= THE PROBLEM =
The line with "Objective — one point per instance of the road" marks where to begin. Please copy it and each line after it to the end of the records below, exactly.

= SUPPLIED MATERIAL =
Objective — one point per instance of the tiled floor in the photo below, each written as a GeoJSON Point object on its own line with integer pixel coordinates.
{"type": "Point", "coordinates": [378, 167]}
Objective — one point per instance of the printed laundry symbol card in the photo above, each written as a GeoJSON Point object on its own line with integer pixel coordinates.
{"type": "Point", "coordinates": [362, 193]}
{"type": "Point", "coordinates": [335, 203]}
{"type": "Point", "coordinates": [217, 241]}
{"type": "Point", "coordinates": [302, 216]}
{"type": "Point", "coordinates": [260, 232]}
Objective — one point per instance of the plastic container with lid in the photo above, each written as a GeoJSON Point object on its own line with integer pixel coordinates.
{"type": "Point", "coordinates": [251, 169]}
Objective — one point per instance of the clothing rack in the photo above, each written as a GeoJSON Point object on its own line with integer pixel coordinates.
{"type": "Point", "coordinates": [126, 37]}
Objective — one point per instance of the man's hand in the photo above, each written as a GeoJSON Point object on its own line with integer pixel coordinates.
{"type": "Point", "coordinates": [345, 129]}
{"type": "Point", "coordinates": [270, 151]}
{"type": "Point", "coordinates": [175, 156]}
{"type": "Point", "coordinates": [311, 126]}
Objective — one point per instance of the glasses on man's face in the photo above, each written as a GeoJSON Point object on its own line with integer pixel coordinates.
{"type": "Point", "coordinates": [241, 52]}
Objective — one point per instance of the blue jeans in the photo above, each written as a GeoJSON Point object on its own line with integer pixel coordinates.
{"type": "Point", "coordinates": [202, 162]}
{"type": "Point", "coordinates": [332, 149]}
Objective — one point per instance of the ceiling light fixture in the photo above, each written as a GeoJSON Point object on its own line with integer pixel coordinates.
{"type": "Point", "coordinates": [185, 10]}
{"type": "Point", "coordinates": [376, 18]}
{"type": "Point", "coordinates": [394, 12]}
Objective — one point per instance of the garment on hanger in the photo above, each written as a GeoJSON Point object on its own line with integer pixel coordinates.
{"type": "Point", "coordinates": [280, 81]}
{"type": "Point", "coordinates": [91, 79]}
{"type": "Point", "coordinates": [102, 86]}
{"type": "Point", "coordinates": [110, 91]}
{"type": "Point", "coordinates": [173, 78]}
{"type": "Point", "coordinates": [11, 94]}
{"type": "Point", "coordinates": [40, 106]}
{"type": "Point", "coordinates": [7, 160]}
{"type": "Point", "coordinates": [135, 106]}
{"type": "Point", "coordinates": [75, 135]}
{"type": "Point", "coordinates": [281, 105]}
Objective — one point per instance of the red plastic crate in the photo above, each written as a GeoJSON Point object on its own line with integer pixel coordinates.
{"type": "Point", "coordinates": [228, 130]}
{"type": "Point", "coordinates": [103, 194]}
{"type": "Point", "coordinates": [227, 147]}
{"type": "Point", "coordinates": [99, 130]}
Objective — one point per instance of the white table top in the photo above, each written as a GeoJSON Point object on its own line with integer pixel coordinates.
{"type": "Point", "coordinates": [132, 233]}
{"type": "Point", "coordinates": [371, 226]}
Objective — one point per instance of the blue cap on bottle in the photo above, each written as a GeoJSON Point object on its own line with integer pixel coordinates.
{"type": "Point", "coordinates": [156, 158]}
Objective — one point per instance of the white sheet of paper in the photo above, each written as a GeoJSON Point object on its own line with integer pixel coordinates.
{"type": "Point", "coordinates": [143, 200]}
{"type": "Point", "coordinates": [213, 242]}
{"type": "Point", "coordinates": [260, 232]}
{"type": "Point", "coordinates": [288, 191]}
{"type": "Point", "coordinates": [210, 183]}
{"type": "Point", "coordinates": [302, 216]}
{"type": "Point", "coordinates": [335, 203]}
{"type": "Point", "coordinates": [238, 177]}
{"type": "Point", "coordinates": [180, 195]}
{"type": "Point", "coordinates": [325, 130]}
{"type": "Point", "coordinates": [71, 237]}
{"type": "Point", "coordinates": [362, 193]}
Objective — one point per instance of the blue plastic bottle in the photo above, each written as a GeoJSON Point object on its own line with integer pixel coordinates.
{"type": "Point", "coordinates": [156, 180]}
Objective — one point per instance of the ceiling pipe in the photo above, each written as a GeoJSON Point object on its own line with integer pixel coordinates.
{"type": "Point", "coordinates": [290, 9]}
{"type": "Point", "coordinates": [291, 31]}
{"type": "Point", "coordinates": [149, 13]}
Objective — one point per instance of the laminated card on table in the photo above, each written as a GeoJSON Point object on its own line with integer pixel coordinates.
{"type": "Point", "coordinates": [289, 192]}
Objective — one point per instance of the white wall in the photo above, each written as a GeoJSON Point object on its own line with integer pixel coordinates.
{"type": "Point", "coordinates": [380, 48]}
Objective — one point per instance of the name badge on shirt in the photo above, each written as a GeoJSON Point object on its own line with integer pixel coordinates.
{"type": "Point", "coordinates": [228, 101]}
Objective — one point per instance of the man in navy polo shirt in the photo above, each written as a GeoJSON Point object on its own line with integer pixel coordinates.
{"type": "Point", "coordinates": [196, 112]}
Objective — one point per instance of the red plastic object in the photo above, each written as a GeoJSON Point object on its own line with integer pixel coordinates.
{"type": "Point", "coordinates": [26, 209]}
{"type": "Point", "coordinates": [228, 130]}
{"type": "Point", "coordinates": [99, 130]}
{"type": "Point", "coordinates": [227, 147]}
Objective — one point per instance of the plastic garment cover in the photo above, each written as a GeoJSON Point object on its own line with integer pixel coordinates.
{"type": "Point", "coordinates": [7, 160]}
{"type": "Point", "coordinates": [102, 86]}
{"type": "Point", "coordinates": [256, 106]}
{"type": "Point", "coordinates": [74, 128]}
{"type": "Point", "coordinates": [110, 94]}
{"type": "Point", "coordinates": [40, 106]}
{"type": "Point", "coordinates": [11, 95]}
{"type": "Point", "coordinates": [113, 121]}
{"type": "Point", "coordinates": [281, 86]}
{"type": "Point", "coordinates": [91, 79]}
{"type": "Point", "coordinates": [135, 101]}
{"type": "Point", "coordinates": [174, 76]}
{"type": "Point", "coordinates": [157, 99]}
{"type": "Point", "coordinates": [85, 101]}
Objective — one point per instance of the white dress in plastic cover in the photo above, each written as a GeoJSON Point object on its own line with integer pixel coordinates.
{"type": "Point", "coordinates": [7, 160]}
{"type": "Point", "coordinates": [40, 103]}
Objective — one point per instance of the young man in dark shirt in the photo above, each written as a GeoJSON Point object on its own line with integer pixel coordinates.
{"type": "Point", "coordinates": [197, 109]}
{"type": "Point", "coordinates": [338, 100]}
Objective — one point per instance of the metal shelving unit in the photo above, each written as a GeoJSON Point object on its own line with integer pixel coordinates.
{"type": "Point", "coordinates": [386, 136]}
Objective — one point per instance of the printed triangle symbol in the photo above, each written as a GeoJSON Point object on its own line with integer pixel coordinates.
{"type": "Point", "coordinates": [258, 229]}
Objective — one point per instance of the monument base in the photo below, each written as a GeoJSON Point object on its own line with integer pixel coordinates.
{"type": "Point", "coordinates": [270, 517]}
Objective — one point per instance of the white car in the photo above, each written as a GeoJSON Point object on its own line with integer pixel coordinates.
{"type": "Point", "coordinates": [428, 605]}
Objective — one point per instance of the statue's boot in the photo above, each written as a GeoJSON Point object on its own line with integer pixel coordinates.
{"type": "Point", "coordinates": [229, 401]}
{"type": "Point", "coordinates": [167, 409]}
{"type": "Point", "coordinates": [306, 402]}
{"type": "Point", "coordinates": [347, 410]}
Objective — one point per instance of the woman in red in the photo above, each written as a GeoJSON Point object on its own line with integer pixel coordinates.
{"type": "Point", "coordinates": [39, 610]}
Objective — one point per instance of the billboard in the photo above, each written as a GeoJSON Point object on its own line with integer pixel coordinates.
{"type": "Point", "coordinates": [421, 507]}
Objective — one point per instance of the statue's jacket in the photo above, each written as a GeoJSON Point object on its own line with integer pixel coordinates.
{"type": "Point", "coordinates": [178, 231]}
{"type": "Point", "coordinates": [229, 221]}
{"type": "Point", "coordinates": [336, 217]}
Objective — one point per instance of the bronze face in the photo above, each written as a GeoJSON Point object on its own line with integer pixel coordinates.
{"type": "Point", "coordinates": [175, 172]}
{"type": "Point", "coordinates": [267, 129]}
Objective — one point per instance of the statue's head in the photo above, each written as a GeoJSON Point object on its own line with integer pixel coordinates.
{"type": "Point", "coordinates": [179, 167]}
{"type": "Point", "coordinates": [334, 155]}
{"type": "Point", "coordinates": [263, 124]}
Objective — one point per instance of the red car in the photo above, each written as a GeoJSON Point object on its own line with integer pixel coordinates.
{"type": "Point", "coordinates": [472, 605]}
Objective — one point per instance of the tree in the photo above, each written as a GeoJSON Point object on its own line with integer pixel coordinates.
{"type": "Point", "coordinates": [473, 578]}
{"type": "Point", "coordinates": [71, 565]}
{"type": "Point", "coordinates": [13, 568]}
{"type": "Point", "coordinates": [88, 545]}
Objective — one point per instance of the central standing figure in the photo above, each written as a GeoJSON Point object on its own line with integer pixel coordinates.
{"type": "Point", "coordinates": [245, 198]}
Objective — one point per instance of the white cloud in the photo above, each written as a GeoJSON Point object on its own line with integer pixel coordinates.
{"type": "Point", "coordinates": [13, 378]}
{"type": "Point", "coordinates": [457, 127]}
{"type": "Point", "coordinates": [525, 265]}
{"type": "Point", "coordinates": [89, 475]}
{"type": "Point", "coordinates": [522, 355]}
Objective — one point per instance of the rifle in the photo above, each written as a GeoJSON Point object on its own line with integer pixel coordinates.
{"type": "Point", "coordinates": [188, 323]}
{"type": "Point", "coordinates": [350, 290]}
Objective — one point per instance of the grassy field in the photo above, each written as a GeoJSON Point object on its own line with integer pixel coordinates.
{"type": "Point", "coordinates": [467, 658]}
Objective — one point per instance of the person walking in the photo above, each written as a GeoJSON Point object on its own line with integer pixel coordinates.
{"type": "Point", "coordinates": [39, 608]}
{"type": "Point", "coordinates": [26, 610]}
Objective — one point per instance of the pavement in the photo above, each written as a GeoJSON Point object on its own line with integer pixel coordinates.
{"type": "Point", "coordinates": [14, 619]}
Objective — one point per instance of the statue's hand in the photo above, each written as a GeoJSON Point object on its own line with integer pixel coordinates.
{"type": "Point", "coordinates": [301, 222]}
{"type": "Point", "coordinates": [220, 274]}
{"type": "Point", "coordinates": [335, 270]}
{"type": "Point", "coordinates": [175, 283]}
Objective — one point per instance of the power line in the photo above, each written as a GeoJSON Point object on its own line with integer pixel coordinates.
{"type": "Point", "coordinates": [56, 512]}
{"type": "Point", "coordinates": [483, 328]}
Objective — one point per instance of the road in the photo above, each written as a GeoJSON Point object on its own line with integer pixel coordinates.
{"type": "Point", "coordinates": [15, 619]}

= WORKED SOLUTION =
Objective — one point per instance of the road in the photo above, each written as a GeoJSON Point object on its own line with integer pixel coordinates.
{"type": "Point", "coordinates": [15, 619]}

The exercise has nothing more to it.